WHAT YOU NEED TO DO: Restate the records below word for word.

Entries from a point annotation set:
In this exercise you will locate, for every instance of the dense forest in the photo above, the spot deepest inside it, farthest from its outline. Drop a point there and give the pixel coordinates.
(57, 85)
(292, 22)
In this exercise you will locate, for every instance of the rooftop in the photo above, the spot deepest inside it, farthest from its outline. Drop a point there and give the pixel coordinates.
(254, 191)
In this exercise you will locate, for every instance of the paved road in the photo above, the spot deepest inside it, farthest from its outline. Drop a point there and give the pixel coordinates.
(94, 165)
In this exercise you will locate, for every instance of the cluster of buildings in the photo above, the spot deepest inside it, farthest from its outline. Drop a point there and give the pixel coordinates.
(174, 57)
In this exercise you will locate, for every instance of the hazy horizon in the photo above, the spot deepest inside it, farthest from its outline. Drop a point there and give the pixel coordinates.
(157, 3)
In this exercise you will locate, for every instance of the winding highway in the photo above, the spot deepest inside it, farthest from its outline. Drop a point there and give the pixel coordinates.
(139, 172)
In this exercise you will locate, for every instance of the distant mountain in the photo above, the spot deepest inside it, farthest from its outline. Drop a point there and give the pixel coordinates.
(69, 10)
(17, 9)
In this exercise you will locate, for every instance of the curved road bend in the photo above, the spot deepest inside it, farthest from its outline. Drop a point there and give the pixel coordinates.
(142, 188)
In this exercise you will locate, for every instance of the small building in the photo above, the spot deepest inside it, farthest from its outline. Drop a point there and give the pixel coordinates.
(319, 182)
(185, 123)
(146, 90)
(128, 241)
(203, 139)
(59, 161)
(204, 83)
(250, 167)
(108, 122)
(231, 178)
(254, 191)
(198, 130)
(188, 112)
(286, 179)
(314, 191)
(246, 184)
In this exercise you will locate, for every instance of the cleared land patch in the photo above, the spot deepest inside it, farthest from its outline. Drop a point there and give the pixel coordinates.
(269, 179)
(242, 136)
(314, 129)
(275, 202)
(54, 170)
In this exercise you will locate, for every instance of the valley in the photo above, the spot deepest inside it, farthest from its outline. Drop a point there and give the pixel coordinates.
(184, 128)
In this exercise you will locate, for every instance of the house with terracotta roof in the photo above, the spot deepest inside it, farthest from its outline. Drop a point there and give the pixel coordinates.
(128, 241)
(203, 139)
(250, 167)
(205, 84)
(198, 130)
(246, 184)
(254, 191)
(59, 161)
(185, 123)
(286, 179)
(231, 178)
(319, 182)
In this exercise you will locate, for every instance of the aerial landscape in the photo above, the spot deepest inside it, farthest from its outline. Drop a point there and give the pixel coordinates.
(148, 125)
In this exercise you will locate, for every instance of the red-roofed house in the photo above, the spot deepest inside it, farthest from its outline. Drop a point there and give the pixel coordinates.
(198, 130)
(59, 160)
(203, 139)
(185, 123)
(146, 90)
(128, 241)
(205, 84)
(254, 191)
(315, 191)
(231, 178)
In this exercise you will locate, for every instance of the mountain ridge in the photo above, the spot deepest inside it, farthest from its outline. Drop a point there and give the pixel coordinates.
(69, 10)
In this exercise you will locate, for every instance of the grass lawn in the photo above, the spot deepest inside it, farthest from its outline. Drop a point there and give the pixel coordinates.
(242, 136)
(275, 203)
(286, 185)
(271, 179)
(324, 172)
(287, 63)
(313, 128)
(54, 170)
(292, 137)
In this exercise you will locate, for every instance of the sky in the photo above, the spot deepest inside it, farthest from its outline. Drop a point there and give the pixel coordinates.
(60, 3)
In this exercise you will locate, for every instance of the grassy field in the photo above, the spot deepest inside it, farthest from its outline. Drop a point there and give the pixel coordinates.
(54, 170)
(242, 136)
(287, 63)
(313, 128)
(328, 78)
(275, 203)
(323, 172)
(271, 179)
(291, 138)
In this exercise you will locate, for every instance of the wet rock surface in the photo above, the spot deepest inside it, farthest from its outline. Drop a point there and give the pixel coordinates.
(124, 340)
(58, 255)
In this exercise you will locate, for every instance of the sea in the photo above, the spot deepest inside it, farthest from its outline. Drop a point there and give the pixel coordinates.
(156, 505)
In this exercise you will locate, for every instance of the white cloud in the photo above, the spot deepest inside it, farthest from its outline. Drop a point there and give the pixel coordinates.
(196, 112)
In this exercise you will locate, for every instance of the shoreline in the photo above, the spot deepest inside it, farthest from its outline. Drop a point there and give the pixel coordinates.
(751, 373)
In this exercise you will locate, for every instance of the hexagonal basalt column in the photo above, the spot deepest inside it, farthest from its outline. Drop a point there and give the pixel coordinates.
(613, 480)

ANSWER FOR THE TASK:
In this exercise you will locate, for every instance of the dense forest in the photo above, the spot deepest inside it, farthest from its outline. Drop a point there and give the pixel coordinates.
(57, 85)
(292, 22)
In this exercise you will locate, for every instance of the rooftop in the photo above, the spot deepest inside it, farthest from its outline. Drop a point there and give the pixel coordinates.
(254, 191)
In this exercise you will locate, for every instance of the paved road in the photo above, the spot deepest inside it, farthest from its outline. Drop a point there and give the pixel coordinates.
(94, 165)
In this exercise you will locate, for every instance of the cluster of buildings in the photo above, the spot deepest inside it, farthest from its outline. Drop a point there and give the pixel coordinates.
(174, 57)
In this exercise you will locate, for every instance of the hazy horizon in the photo above, the spot deepest inside it, farthest from its outline. Drop a point there and give the pixel coordinates.
(157, 3)
In this exercise you will locate, for every instance of the winding highway in the photo above, the spot deepest inside it, farthest from its outline. Drop a point there and give the pixel coordinates.
(139, 172)
In this exercise you will locate, for every instance of the distant mountain in the photo above, the spot deepest inside it, farthest from its outline. Drop a point there and give the pixel coordinates.
(69, 10)
(17, 9)
In this exercise you will locate, for every instance of the curved road bend in the photo above, the spot deepest inside it, farthest from its outline. Drop a point there and give the pixel coordinates.
(142, 188)
In this exercise you will locate, for every instance of the small building in the photo above, the spot deepest inside it, farthest from its outline. Drop a point there and give the pixel coordinates.
(319, 182)
(185, 123)
(146, 90)
(128, 241)
(203, 139)
(59, 161)
(204, 83)
(250, 167)
(108, 122)
(231, 178)
(254, 191)
(198, 130)
(188, 112)
(286, 179)
(314, 191)
(246, 184)
In this exercise you will locate, for every instance of the cleared land patch in the photo above, the spot deepest inside it, farthest from its outline. Drop a point there and give the pixel coordinates.
(269, 179)
(242, 136)
(314, 129)
(275, 202)
(54, 170)
In this exercise you will locate, for every instance of the valley in the photo above, the spot deepest inside it, farthest from its outline. Drop a point there and give the pixel coordinates.
(184, 128)
In this exercise you will locate, for every instance of the house with terracotta roof in the photo above, the spot deepest inside it, farthest from its outline. Drop a point there and give the pixel coordinates.
(128, 241)
(203, 139)
(250, 167)
(205, 84)
(198, 130)
(246, 184)
(254, 191)
(59, 161)
(185, 123)
(286, 179)
(231, 178)
(319, 182)
In this exercise you will locate, for every instance of the aerial landscape in the photo above, the spot deepest inside it, farthest from its outline. Drop a point there and give the pixel coordinates.
(148, 125)
In this exercise you will locate, for every instance of the red-roofed house in the photo above, the spot deepest inside it, farthest from its outline. Drop a point there and give the pixel coordinates.
(198, 130)
(59, 160)
(203, 139)
(185, 123)
(146, 90)
(128, 241)
(205, 84)
(254, 191)
(315, 191)
(231, 178)
In this exercise you will locate, for every instance of the mountain ridge in the photo above, the spot deepest inside it, farthest from its outline. Drop a point there and give the pixel coordinates.
(69, 10)
In this exercise you will locate, for every instance of the grass lawn in the photo above, the spot deepest inside it, farthest from its outline. Drop a point there and give the pixel coordinates.
(242, 136)
(275, 203)
(286, 185)
(271, 179)
(324, 172)
(287, 63)
(313, 128)
(54, 170)
(292, 137)
In this exercise you will locate, for every instance of the sky in the photo above, the spot deepest inside it, farthest from its outline. Drop a point there and give the pixel coordinates.
(60, 3)
In this exercise you will locate, for every instance of the grassy field in the photo above, the spot deepest inside it, farthest from its outline. Drop a point there and give the pixel coordinates.
(54, 170)
(242, 136)
(287, 63)
(313, 128)
(328, 78)
(275, 203)
(323, 172)
(271, 179)
(291, 138)
In this exercise you will locate, for every instance of the wet rock surface in the photo above, the spot deepest inside it, farthest from its outline. Drop a point there and give the pixel coordinates.
(124, 340)
(58, 255)
In this exercise you will locate, for every instance of the sea in the photo above, the spot deepest inside it, farthest from its outline. Drop a point there and give the pixel coordinates.
(156, 505)
In this exercise you will locate, for every instance of the white cloud in the photo above, the spot deepest inside it, farthest from its outline. Drop a point there and give the pixel coordinates.
(196, 112)
In this exercise you will locate, for every instance of the shoreline in the photo above, the spot deepest inside it, farthest from its outline. Drop a point there and give the pixel coordinates.
(751, 373)
In this exercise you will locate, for every instance of the hexagonal basalt column in the photo above, the spot deepest inside it, farthest from its outline. Drop a point there and give the pixel coordinates.
(613, 480)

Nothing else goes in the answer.